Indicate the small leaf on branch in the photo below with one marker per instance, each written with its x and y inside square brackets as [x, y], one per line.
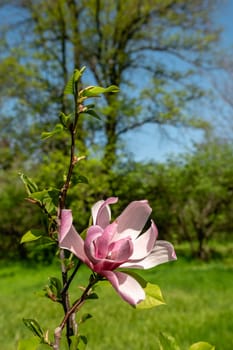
[57, 130]
[70, 86]
[94, 91]
[153, 297]
[91, 112]
[46, 199]
[28, 344]
[85, 317]
[65, 119]
[167, 342]
[53, 289]
[202, 346]
[30, 186]
[30, 236]
[34, 327]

→ **Given request**
Repeat the records above with "small leaf" switched to "young leaf" and everything else unchanged, leaving the pictures out.

→ **Complete response**
Indicate the young leaf on branch in the photo below with one marker per instance, each written with its x and y inside square brackets as [x, y], one per line.
[57, 130]
[70, 86]
[94, 91]
[153, 297]
[91, 112]
[46, 199]
[28, 344]
[85, 317]
[65, 119]
[167, 342]
[53, 289]
[202, 346]
[30, 186]
[30, 236]
[34, 327]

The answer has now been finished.